▸ Records shown
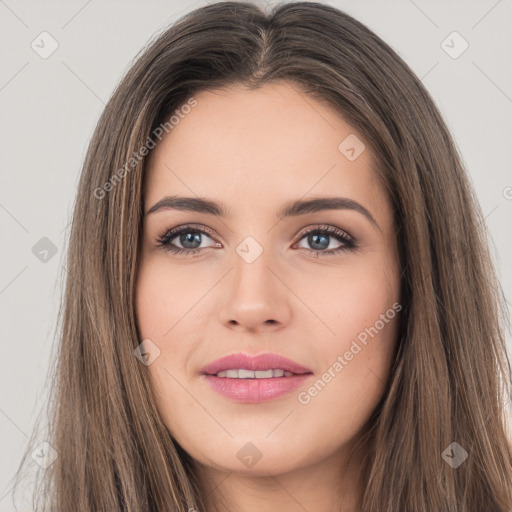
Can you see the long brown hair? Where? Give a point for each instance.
(450, 381)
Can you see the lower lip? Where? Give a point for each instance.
(253, 391)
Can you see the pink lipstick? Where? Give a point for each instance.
(254, 379)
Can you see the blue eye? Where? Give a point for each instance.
(191, 238)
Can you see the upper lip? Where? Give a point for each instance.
(259, 362)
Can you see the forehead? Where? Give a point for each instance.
(253, 147)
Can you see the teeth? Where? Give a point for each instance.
(250, 374)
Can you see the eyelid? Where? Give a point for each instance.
(348, 241)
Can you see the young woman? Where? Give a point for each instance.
(279, 292)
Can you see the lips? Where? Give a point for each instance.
(249, 385)
(260, 362)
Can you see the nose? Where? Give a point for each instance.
(256, 299)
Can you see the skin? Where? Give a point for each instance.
(253, 151)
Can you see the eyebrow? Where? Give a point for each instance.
(290, 209)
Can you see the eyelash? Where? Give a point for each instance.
(165, 239)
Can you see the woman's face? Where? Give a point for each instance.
(260, 282)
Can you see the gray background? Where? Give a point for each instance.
(49, 108)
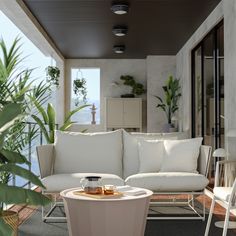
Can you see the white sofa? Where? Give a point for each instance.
(120, 158)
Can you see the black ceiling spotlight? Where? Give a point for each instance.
(120, 8)
(119, 49)
(120, 30)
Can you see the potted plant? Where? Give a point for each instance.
(9, 165)
(137, 88)
(170, 102)
(53, 74)
(80, 90)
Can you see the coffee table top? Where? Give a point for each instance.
(69, 193)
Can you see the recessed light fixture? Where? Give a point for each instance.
(120, 30)
(119, 49)
(120, 8)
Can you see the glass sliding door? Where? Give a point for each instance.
(197, 96)
(208, 90)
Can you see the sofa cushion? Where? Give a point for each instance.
(60, 182)
(130, 158)
(181, 155)
(151, 154)
(168, 181)
(94, 152)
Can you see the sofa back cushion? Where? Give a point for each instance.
(181, 155)
(93, 152)
(131, 152)
(151, 153)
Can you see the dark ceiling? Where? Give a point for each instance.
(83, 28)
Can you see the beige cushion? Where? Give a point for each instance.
(60, 182)
(181, 155)
(223, 193)
(171, 181)
(93, 152)
(151, 154)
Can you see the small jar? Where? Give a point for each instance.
(92, 185)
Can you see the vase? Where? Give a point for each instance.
(168, 128)
(12, 219)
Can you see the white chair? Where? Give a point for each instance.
(224, 194)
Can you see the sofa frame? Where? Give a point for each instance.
(46, 160)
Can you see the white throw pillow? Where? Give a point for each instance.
(150, 155)
(181, 155)
(88, 152)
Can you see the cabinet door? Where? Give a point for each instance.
(114, 113)
(132, 112)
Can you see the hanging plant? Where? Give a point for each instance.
(80, 90)
(137, 88)
(53, 74)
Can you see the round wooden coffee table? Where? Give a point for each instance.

▸ The task
Quote the records above in full, dropping each picture.

▸ Task result
Can you see the long brown hair? Where? Give a point for each instance.
(450, 381)
Can you see the lower lip? Where? Give a point for each instance.
(253, 391)
Can you see the pink lipstick? Where? Give a point for each instance.
(254, 379)
Can you see the blue eye? Where? Give a point for each instance.
(191, 238)
Can you see the upper lip? Where? Give a point for each instance.
(259, 362)
Can you see the forehead? Where? Give a point for each instance.
(253, 147)
Can you see the teeth? Where? Give a point for each instance.
(250, 374)
Can you see the eyelid? Where? Give a point for each instance.
(348, 241)
Can you see the young woman? Where? Give a point for each instance.
(279, 292)
Can you see the lips? Where? Give a point for each instance.
(249, 385)
(260, 362)
Can you see the nose? Where? Give a point for each instance.
(256, 299)
Can you see the skin? Where? Give a point for each instance.
(253, 151)
Can you see the eyebrow? Where? Give a point for each instance.
(290, 209)
Can you see the eyelash? Where? Give a point for each instance.
(165, 239)
Can you see the woman's face? Where? Give a point for each instance.
(260, 282)
Can you see the gray background? Where? Give a point for each instance.
(49, 108)
Can you see the white sofa? Where? Give a point for each instance.
(120, 158)
Can you see the black ceiling spotlight? Where? Give a point for each instance.
(120, 8)
(119, 49)
(120, 30)
Can you see the potted plant? Where? Give a point for each instance.
(9, 165)
(137, 88)
(170, 102)
(53, 74)
(80, 90)
Can you see the coffee table top? Where? Give a point for each instance.
(69, 193)
Can you see the recessed light fixture? Where? Give a point for each instance.
(120, 30)
(119, 49)
(120, 8)
Can you see the glass sliding door? Where? Give a point for each instance.
(197, 96)
(208, 90)
Can you see the sofa cushion? Where? Give a point for each instance.
(60, 182)
(130, 158)
(181, 155)
(151, 154)
(168, 181)
(94, 152)
Can you see the sofa back cushion? Where? Give a point for each instance.
(181, 155)
(93, 152)
(131, 152)
(151, 153)
Can you see the dark ceiling? Where? Give a point for each instance.
(83, 28)
Can you see the beige cushion? Where? Give a point for each instance.
(60, 182)
(181, 155)
(223, 193)
(171, 181)
(93, 152)
(151, 154)
Can you see the small jar? Where? Give a point for each instance.
(92, 185)
Can you see the vase? Where? Give a point for each instance.
(168, 128)
(12, 219)
Can you see the white chair? Where? Give a point for each instance.
(224, 194)
Can you see the sofa frame? Where? Give a point for each instance.
(46, 160)
Can you see the white throw pillow? Where? Give a point for each instance.
(150, 155)
(181, 155)
(88, 152)
Can you see the cabinet door? Where? Give a point for each instance.
(114, 113)
(132, 112)
Can you see the hanging plant? Where? Give a point for each instance.
(80, 90)
(137, 88)
(53, 74)
Can you see the round wooden coffee table? Where? Give a point for each instance.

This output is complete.